Responsabilité de l’organe de révision. Lorsqu’il est reproché à l’organe de révision d’avoir tardé à aviser le tribunal d’un surendettement manifeste, le dommage correspond à l’aggravation du surendettement entre le moment où la faillite aurait dû être prononcée et celui où elle l’a effectivement été. Le point de départ pour le calcul est le moment où l’organe de révision aurait dû constater le surendettement manifeste – et c’est l’état du bilan à cette date qui est déterminant pour le calcul du dommage – et non le moment où ce surendettement est intervenu. Si la partie demanderesse a omis d’alléguer cette date, il n’y a pas lieu d’ordonner une expertise judiciaire en vue d’établir le montant du dommage ; la demande doit être rejetée faute d’allégation des faits pertinents.

Responsabilité de l’auteur de prospectus. Il incombe à la partie demanderesse d’alléguer et de prouver qu’elle s’est basée sur les informations erronées pour acquérir les titres promus par le prospectus d’émission et que, si elle avait été informée correctement, elle ne les aurait pas acquis ou les aurait acquis à un prix inférieur. Le degré de preuve applicable est celui de la vraisemblance prépondérante. Il ne suffit pas d’alléguer en termes généraux que l’on n’aurait pas acquis les titres considérés si l’information avait été correcte ; il faut au contraire alléguer précisément les motifs pour lesquels l’investissement n’aurait pas été réalisé.
+===+
Consigne 1 - Selon le texte sur la responsabilité de l’organe de révision et de l’auteur de prospectus, quel degré de preuve s’applique à la partie demanderesse qui agit contre l’auteur d’un prospectus ?
Consigne 2 - Reformulez sous forme de liste le paragraphe du texte sur la responsabilité de l’organe de révision et de l’auteur de prospectus qui commence par « Responsabilité de l’organe de révision », en conservant ses faits principaux.
Consigne 3 - Poursuivez le texte sur la responsabilité de l’organe de révision et de l’auteur de prospectus après sa dernière phrase.
Le matériel présenté ensuite n’a aucun lien avec le texte sur la responsabilité de l’organe de révision et de l’auteur de prospectus.

Informations fournies -
+===+
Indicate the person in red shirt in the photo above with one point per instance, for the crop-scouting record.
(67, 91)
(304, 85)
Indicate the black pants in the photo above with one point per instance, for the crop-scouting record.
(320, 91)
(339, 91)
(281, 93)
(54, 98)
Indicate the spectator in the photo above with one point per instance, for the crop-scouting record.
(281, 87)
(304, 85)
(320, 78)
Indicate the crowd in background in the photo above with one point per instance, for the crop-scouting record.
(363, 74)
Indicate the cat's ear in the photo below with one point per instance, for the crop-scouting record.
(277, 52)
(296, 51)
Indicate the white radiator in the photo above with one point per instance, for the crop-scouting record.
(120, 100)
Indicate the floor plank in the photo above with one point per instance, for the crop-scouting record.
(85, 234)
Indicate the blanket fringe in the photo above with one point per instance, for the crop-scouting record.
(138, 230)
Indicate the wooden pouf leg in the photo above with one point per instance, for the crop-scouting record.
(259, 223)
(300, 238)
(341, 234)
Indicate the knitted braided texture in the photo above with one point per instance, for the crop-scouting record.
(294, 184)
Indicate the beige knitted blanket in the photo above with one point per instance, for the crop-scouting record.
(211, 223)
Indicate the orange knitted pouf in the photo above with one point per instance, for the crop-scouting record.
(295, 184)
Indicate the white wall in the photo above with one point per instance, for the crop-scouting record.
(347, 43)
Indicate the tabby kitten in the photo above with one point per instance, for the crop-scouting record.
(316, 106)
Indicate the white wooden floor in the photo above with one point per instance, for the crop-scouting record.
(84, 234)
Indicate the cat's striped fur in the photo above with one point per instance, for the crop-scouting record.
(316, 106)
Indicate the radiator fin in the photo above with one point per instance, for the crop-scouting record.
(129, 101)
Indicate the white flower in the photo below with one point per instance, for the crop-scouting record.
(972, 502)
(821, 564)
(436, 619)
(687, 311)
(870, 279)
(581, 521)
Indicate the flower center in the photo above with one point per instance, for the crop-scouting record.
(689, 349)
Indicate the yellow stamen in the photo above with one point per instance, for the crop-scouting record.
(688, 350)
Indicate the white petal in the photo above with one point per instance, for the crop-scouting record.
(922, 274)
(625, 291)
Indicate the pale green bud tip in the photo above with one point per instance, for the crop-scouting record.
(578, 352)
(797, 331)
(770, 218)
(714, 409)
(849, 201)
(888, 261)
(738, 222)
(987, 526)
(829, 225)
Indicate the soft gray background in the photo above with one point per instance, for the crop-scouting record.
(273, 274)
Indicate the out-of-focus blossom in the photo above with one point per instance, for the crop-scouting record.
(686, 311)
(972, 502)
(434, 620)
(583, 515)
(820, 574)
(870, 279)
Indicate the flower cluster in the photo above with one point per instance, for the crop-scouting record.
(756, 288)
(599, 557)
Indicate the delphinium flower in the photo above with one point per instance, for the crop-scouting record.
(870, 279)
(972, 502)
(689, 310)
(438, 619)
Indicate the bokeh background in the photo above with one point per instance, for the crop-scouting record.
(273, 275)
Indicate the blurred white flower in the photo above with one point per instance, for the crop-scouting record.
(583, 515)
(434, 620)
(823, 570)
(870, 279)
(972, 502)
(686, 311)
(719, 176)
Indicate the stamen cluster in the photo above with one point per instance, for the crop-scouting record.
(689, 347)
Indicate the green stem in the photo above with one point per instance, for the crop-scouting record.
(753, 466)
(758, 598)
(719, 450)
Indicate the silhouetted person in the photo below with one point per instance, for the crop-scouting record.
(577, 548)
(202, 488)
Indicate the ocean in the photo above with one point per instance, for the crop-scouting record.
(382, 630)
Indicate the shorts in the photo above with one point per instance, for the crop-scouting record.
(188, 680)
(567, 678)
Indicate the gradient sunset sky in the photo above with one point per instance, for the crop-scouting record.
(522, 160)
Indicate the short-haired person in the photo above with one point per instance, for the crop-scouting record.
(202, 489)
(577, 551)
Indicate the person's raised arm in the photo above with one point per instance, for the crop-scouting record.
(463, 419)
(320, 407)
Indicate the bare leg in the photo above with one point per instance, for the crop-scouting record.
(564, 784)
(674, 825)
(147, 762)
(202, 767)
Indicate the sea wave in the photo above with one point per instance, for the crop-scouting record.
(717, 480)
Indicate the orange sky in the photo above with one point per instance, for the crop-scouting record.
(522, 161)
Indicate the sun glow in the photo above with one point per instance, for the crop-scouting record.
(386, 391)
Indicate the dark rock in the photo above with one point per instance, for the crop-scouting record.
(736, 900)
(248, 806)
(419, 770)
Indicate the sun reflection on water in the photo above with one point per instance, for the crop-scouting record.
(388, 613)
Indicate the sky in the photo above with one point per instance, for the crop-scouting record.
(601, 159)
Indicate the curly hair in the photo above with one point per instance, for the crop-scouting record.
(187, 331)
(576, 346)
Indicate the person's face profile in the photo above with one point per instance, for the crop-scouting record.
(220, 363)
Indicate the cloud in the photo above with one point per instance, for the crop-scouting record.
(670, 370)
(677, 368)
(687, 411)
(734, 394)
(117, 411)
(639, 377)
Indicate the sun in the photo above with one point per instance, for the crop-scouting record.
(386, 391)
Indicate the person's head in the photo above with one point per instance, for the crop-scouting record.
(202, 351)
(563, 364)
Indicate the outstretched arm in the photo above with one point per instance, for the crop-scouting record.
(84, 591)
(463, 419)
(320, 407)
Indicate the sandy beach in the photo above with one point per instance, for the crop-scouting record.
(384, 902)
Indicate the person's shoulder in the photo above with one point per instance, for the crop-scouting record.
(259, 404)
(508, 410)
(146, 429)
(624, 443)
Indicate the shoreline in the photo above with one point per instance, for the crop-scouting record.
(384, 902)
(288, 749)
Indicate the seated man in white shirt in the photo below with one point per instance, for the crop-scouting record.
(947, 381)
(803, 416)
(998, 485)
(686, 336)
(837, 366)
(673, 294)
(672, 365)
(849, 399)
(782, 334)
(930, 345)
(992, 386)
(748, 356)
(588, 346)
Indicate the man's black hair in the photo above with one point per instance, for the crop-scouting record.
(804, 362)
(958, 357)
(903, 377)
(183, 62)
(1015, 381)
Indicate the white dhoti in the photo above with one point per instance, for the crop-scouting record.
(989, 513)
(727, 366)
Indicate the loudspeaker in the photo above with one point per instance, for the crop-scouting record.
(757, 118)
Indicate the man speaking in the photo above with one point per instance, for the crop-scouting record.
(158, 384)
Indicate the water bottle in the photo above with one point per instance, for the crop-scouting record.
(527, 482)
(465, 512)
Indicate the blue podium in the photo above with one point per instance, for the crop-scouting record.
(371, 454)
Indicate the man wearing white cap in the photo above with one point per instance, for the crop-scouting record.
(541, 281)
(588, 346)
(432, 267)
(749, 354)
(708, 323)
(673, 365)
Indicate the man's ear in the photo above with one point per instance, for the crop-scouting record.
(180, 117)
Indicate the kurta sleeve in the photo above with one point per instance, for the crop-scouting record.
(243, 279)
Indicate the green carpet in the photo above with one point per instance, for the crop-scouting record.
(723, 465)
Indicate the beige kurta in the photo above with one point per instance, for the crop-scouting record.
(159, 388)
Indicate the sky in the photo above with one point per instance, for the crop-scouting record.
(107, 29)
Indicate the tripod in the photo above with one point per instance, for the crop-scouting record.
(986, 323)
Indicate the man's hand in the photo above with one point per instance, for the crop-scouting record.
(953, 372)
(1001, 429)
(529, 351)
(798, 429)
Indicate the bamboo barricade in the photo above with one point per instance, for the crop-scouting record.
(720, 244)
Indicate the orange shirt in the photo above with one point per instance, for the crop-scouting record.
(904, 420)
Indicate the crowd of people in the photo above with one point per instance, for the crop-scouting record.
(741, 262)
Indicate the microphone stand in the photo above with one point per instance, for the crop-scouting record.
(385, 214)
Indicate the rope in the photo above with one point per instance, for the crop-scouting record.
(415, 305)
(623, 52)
+===+
Résultat 1 - Celui de la vraisemblance prépondérante.

Résultat 2 -
- Cas visé : l’organe de révision a tardé à aviser le tribunal d’un surendettement manifeste.
- Dommage : aggravation du surendettement entre la date où la faillite aurait dû être prononcée et celle où elle l’a effectivement été.
- Point de départ du calcul : le moment où l’organe de révision aurait dû constater le surendettement manifeste, et non celui où ce surendettement est intervenu.
- Base du calcul : l’état du bilan à cette date.
- Défaut d’allégation de cette date par la partie demanderesse : pas d’expertise judiciaire pour chiffrer le dommage ; la demande est rejetée faute d’allégation des faits pertinents.

Résultat 3 -
Responsabilité des organes de gestion. La radiation de la société au registre du commerce n’a pas d’influence sur la qualité pour agir des créanciers qui se sont fait céder les prétentions en responsabilité contre les organes de la société en faillite. Des directeurs violent leurs devoirs à l’égard de la société en faisant exécuter des travaux par celle-ci, mais en se faisant personnellement rémunérer par le biais d’un contrat simulé avec une société qu’ils contrôlent. La responsabilité est également admise en raison d’une rémunération indue.

Art. 716a CO

Responsabilité au sein d’un groupe de sociétés. Le liquidateur de la société anonyme Swissair a ouvert une action en responsabilité contre plusieurs anciens dirigeants de la holding SAirGroup AG, qui ont notamment consenti à l’octroi de prêts sans garantie d’une filiale à une société mère dans la cadre d’un système de cash-pooling. La demande a été rejetée concernant neuf des anciens membres du conseil d’administration de SAirGroup AG, faute d’avoir agi comme organes de fait de Swissair. Dès 2001, les prêts accordés à l’intérieur du groupe ne correspondaient plus aux conditions du marché et n’étaient donc plus conformes aux dispositions sur le capital-actions ; pour autant, les organes poursuivis n’ont pas violé leur devoir de diligence (art. 717 CO) – qui autorise la prise de risques raisonnables dans l’activité commerciale –, car ces prêts ont été faits dans l’intérêt de SAirGroup AG et de ses filiales (dont Swissair), qui n’auraient pas pu survivre ou continuer leurs activités sans le cash-pooling.

ATF 142 III 23

2015-2016

Art. 754 al. 1 et 757 al. 1 CO

Action en responsabilité ; qualité pour agir de la masse en faillite ou de la masse concordataire.

Dans le cadre d’une action en responsabilité (action sociale) contre les organes de la société, l’administration de la faillite ou du concordat ne dispose pas de la qualité pour agir pour faire valoir le dommage causé exclusivement au patrimoine des créanciers sociaux, sans qu’un dommage ne soit causé au patrimoine de la société elle-même (consid. 1 et 4).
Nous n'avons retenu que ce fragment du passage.